▶ _Given problem_: Copy each of the following lines verbatim, without changing a character.

--- Begin Data shown ---

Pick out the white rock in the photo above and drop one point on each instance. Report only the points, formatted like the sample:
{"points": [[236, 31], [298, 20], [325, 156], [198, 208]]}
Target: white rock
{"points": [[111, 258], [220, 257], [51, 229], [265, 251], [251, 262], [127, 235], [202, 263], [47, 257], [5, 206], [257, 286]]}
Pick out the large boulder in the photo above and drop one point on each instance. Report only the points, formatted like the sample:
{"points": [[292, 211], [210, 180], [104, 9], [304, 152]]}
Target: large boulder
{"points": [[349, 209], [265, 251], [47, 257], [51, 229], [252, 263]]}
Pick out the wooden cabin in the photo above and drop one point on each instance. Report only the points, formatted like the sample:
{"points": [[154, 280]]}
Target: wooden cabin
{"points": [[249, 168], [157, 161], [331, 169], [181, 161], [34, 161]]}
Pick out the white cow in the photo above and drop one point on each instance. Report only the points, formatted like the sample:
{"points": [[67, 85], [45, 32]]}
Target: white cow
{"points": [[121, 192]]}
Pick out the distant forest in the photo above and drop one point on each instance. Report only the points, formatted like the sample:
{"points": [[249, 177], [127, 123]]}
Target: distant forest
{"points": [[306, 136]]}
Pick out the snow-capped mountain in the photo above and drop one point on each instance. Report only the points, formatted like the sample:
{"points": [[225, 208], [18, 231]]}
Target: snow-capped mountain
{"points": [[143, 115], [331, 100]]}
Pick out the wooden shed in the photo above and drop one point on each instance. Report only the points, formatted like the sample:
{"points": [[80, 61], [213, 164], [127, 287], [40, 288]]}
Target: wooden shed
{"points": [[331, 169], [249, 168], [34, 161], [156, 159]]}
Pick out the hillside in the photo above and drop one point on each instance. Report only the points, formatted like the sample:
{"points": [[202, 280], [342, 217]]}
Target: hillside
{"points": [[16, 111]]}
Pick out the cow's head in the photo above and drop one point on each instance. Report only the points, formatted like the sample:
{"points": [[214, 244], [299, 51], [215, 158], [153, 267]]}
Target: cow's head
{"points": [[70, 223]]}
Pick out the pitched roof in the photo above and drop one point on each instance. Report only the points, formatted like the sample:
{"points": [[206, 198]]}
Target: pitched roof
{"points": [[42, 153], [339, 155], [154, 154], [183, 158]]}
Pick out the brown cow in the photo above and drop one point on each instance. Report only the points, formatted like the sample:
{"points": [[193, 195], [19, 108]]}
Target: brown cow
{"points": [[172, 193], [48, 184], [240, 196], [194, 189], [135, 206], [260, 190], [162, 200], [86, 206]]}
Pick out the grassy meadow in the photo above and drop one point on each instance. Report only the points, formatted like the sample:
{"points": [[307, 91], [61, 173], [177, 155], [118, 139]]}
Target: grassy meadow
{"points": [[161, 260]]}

--- End Data shown ---

▶ _Reply_:
Pick out the white rock in the photo above and drop one point on each instance. Report only the points, formatted like the sample:
{"points": [[236, 31], [298, 20], [325, 156], [198, 208]]}
Target: white rock
{"points": [[111, 258], [220, 257], [51, 229], [265, 251], [251, 262], [127, 235], [202, 263], [47, 257], [5, 206], [257, 286]]}
Pick out the large boulder in the photo above and drop one point on each instance. Report only the points, formatted like the sample:
{"points": [[292, 211], [210, 180], [104, 9], [304, 152]]}
Target: large boulder
{"points": [[349, 209], [265, 251], [47, 257], [51, 229], [252, 263]]}
Pick out the wooden cabin in the photo above and drop one point on each instance. Report only the points, formatted like the sample:
{"points": [[154, 280]]}
Target: wooden cabin
{"points": [[249, 168], [157, 161], [331, 169], [181, 161], [34, 161]]}
Pick out the white cow in the photo above and drop one point on each instance. Report only the points, formatted like the sample:
{"points": [[67, 85], [45, 32]]}
Target: white cow
{"points": [[121, 192]]}
Pick out the distant forest in the photo above and drop one point on each instance. Report only the points, formatted like the sample:
{"points": [[249, 177], [127, 123]]}
Target: distant forest
{"points": [[306, 136]]}
Pick out the snow-capped mountain in the photo above and drop one point on each instance. Report only the points, formatted like the sample:
{"points": [[225, 208], [18, 231]]}
Target: snow-capped mountain
{"points": [[143, 115], [331, 100]]}
Pick out the wooden shed in the photo above and drop one point on each instance. Report only the points, formatted like the sample:
{"points": [[80, 61], [213, 164], [127, 287], [40, 288]]}
Target: wooden shed
{"points": [[331, 169], [249, 168], [34, 161], [156, 159]]}
Pick out the hillside in the photo above and drop one point on each instance. Report only the points, formatted like the sample:
{"points": [[202, 280], [342, 217]]}
Target: hillside
{"points": [[16, 111]]}
Pick out the cow's head in the photo above and drop one point on each instance. Report only the points, formatted like the sample:
{"points": [[214, 244], [299, 51], [215, 158], [153, 267]]}
Target: cow's head
{"points": [[70, 223]]}
Pick out the pitched roof in the photo above and drop one point on each instance. Report only the points, formatted like the sample:
{"points": [[206, 198]]}
Target: pitched roof
{"points": [[42, 153], [339, 155], [154, 154], [183, 158]]}
Pick out the brown cow in the photo above and drop one point on each instance. Report only the points, formatted like the sample:
{"points": [[193, 195], [19, 108]]}
Target: brown cow
{"points": [[172, 193], [48, 184], [240, 196], [194, 189], [135, 206], [260, 190], [162, 200], [86, 206]]}
Pick out the grassy meadow in the photo above and drop one point on each instance. Report only the points, formatted like the sample:
{"points": [[307, 91], [61, 173], [177, 155], [118, 139]]}
Target: grassy meadow
{"points": [[161, 260]]}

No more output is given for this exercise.